**Work to be completed:**
Repeat the data exactly. Pictures are not part of the copy.

**Exercise materials:**
▽

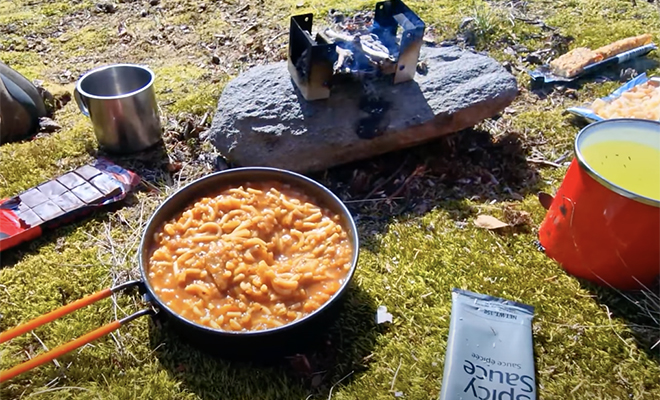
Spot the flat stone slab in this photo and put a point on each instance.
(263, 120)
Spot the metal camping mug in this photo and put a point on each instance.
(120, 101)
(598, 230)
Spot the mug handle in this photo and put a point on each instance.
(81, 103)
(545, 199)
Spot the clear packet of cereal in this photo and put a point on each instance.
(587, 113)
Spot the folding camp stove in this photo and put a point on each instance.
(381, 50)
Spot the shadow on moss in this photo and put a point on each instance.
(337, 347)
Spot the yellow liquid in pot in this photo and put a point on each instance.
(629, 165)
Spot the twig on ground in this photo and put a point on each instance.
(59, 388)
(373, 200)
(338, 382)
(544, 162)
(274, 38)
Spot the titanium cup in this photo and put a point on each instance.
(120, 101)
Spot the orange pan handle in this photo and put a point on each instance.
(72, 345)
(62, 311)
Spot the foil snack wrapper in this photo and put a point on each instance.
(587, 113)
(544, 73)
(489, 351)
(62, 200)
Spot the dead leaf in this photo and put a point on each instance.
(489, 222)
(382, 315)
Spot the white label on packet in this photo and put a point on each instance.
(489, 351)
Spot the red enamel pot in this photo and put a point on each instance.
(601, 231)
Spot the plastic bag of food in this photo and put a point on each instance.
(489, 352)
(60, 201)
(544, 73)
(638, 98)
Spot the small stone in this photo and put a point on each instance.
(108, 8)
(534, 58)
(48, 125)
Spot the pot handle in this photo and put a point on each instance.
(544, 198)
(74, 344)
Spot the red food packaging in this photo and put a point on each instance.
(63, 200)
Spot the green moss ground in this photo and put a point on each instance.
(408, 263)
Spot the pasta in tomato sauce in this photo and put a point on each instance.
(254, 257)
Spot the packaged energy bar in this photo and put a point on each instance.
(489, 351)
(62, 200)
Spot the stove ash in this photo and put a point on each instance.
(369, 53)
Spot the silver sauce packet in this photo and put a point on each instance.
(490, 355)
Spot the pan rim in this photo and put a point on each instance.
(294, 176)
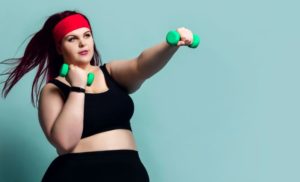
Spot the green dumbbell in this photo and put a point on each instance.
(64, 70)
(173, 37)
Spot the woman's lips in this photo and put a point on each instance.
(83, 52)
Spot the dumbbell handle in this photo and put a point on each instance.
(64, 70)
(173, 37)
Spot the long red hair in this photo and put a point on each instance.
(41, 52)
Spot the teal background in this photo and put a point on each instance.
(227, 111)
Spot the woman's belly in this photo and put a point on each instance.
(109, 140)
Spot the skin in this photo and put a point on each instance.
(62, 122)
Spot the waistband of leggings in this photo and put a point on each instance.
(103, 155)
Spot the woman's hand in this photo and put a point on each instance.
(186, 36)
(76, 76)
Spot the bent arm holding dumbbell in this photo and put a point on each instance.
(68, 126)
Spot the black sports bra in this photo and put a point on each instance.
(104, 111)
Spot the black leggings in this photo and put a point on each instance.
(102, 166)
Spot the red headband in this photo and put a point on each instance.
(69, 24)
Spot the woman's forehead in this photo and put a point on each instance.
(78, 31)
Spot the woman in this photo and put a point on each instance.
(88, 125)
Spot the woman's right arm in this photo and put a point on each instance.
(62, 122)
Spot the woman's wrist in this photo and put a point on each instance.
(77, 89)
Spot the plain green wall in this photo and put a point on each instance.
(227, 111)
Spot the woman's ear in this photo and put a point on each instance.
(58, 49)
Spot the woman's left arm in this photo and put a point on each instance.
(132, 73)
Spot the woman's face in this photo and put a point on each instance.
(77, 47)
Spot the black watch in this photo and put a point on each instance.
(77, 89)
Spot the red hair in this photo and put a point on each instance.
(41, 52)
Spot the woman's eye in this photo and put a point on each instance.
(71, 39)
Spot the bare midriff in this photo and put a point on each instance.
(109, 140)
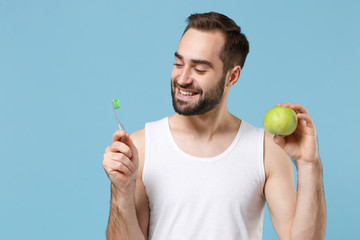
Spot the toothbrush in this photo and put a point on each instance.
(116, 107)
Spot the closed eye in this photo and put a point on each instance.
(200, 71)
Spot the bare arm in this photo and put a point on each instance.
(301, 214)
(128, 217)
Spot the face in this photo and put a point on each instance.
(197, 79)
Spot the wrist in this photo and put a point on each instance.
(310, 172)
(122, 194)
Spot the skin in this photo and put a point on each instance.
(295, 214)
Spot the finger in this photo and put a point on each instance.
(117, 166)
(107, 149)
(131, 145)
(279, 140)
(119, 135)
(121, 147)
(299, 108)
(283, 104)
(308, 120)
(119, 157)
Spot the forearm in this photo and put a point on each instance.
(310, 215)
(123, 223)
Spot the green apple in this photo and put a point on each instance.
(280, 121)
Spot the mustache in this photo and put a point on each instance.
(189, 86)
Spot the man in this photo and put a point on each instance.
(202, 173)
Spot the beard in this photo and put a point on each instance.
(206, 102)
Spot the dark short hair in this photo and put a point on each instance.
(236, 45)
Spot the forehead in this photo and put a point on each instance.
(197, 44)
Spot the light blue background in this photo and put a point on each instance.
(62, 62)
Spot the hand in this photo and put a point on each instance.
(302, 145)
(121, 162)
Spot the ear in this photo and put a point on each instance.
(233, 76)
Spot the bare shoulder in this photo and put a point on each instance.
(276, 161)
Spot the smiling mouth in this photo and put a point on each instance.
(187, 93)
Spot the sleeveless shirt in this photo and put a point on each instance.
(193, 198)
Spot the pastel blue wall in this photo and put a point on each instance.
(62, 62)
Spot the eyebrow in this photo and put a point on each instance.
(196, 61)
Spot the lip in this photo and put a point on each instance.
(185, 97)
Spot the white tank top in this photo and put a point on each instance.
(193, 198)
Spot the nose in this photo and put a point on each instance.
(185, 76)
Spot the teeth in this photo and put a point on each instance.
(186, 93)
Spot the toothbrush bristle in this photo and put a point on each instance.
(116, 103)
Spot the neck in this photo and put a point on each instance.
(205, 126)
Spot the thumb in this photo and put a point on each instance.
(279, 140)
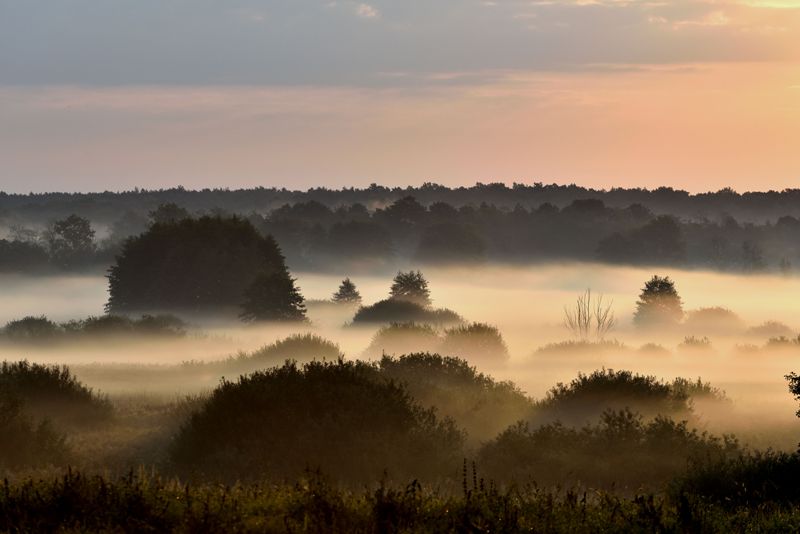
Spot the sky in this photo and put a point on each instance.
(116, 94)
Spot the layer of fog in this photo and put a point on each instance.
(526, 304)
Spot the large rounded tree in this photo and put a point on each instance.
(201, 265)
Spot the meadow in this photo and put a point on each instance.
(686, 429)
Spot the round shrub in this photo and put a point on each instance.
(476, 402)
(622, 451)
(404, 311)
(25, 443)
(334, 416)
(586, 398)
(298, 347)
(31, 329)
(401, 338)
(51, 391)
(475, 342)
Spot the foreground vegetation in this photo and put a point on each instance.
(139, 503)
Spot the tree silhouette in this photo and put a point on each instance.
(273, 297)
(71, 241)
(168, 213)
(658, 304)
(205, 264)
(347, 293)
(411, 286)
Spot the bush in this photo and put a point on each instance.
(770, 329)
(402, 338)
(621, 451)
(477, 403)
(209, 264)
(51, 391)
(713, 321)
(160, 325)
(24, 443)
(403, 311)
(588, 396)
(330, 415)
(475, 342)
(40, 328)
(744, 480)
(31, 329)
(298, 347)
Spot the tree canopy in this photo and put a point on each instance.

△

**Output for this task:**
Spot the flat stone slab in this photo and put a point on each instance.
(263, 120)
Spot the metal camping mug in this photo and put a point on each instance.
(120, 101)
(598, 230)
Spot the mug handle in this photo and put a point on each instance.
(81, 103)
(545, 199)
Spot the clear packet of cereal in this photo and put a point on each instance.
(587, 113)
Spot the folding camp stove in this photo and put a point on each instance.
(381, 50)
Spot the shadow on moss in this photo and put a point on each instance.
(337, 347)
Spot the yellow liquid in pot in this photo and put a point on each instance.
(629, 165)
Spot the twig on ground in this photo and put a point on each instance.
(59, 388)
(373, 200)
(338, 382)
(544, 162)
(274, 38)
Spot the titanium cup in this photo and put a point on each instance.
(120, 101)
Spot the orange pan handle in this photo and put a point on each instance.
(72, 345)
(62, 311)
Spot the foil snack wrapper in this photo and put a point on each instance.
(587, 113)
(544, 73)
(489, 351)
(62, 200)
Spot the dead leaf in this photo and put a point on each instance.
(489, 222)
(382, 315)
Spot the white label on packet in this photo and put a point on each instance.
(489, 351)
Spot the red enamel pot in this photo and put a point on each instance.
(601, 231)
Spot the plastic bag of food in this photo and put a point on each instance.
(489, 352)
(60, 201)
(544, 73)
(638, 98)
Spot the small stone in this photo and put a point on each instance.
(108, 8)
(534, 58)
(48, 125)
Spot the pot handle in this photo and put a point on each instance.
(544, 198)
(74, 344)
Spot the red food packaging in this photo and put a point on each instance.
(63, 200)
Spot the green moss ground in this photo and put a point on each instance.
(408, 263)
Spot the pasta in tomato sauce in this photo and put a point on each instance.
(254, 257)
Spot the packaged energy bar in this photo and put a point on each instance.
(489, 351)
(62, 200)
Spot the stove ash in this photo and put a point on each instance.
(369, 53)
Spot the silver sauce packet in this photo and put a point on each instance.
(490, 355)
Spot the pan rim in this photo and put a point on each instance.
(294, 176)
Spot the green dumbbell in this photo and put a point on each instance.
(64, 70)
(173, 37)
Spot the woman's lips in this photo and put a point on each instance.
(83, 52)
Spot the dumbbell handle in this photo and put a point on each instance.
(64, 70)
(173, 37)
Spot the long red hair in this photo and put a point on each instance.
(41, 52)
Spot the teal background in this photo and put a point on each instance.
(227, 111)
Spot the woman's belly in this photo and put a point on each instance.
(109, 140)
Spot the skin in this photo and put a point on each instance.
(62, 122)
Spot the waistband of leggings in this photo and put a point on each instance.
(103, 155)
Spot the woman's hand in this photo and put a point on each instance.
(186, 36)
(76, 76)
Spot the bent arm holding dumbbell in this photo and put a point on each instance.
(68, 126)
Spot the black sports bra in this photo and put a point on each instance.
(104, 111)
Spot the black leggings in this photo and put a point on each instance.
(102, 166)
Spot the red headband in this photo and put a point on each instance.
(69, 24)
Spot the woman's forehead in this photo and put a point on each instance.
(78, 31)
Spot the woman in this photo and put a point on each instance.
(88, 125)
Spot the woman's right arm in this photo and put a point on each instance.
(62, 122)
Spot the woman's wrist in this photo and put a point on each instance.
(77, 89)
Spot the plain green wall in this photo and put a point on each instance.
(227, 111)
Spot the woman's ear in this photo and put a point on each instance.
(58, 49)
Spot the woman's left arm in this photo and put a point on each instance.
(132, 73)
Spot the woman's face in this photo and put a point on each instance.
(77, 47)
Spot the black watch in this photo and put a point on each instance.
(77, 89)
Spot the red hair in this photo and put a point on each instance.
(41, 52)
Spot the woman's eye in this photo and put a point on each instance.
(71, 39)
Spot the bare midriff in this photo and put a point on each instance.
(109, 140)
Spot the toothbrush in this photo and put a point on each instance.
(116, 107)
Spot the closed eye in this photo and put a point on each instance.
(200, 71)
Spot the bare arm in this photo and put a point on each instance.
(301, 214)
(128, 217)
Spot the face in this photo and put a point on each instance.
(197, 79)
Spot the wrist in this photo and put a point on each instance.
(310, 172)
(122, 194)
Spot the skin in this photo and put a point on each instance.
(295, 214)
Spot the finger in this photo and put a point on each instance.
(117, 166)
(107, 149)
(131, 145)
(279, 140)
(119, 135)
(121, 147)
(299, 108)
(283, 104)
(308, 120)
(119, 157)
Spot the forearm in this photo and put a point on each instance.
(310, 215)
(123, 223)
Spot the green apple in this photo and put a point on each instance.
(280, 121)
Spot the mustache in this photo and put a point on each instance.
(189, 86)
Spot the man in this photo and put a point on each instance.
(202, 173)
Spot the beard in this photo and put a point on each instance.
(206, 102)
Spot the dark short hair in this photo and put a point on each instance.
(236, 45)
Spot the forehead in this photo and put a point on each instance.
(197, 44)
Spot the light blue background in this photo and put a point on each instance.
(62, 62)
Spot the hand in this photo and put a point on each instance.
(302, 145)
(121, 162)
Spot the ear in this photo and put a point on each instance.
(233, 76)
Spot the bare shoulder in this photo and put a point on each instance.
(276, 161)
Spot the smiling mouth in this photo and put a point on each instance.
(187, 93)
Spot the sleeveless shirt in this photo and put a point on each instance.
(193, 198)
Spot the pastel blue wall in this photo and put a point on each instance.
(62, 62)
Spot the eyebrow in this photo and put a point on each instance.
(196, 61)
Spot the lip in this photo and put a point on each instance.
(185, 97)
Spot the white tank top in this photo and put a point on each instance.
(193, 198)
Spot the nose in this photo and put a point on each instance.
(185, 76)
Spot the teeth in this photo and put a point on each instance.
(186, 93)
Spot the toothbrush bristle in this photo and put a point on each instance.
(116, 103)
Spot the neck in this photo and put a point on each instance.
(205, 126)
Spot the thumb in this photo and put a point on each instance.
(279, 140)
Spot the sky in this photo and put a point on each instance.
(116, 94)
Spot the layer of fog in this photo and put a point on each instance.
(526, 304)
Spot the large rounded tree in this photo and put a point on each instance.
(201, 265)
Spot the meadow in this photo and put a point on each instance.
(686, 429)
Spot the round shrub in this photo and put a point on each instance.
(476, 402)
(622, 451)
(404, 311)
(25, 443)
(334, 416)
(586, 398)
(298, 347)
(31, 329)
(401, 338)
(51, 391)
(475, 342)
Spot the foreground vegetation in this photo and put a point on each instance.
(139, 503)
Spot the tree silhouette in this photo and put a point on each instance.
(273, 297)
(71, 241)
(168, 213)
(658, 304)
(205, 264)
(347, 293)
(411, 286)
Spot the bush in this photo and put a point on each instance.
(770, 329)
(402, 338)
(621, 451)
(477, 403)
(209, 264)
(51, 391)
(713, 321)
(160, 325)
(24, 443)
(403, 311)
(588, 396)
(330, 415)
(475, 342)
(40, 328)
(744, 480)
(31, 329)
(298, 347)
Spot the tree canopy in this photo and put a point on each instance.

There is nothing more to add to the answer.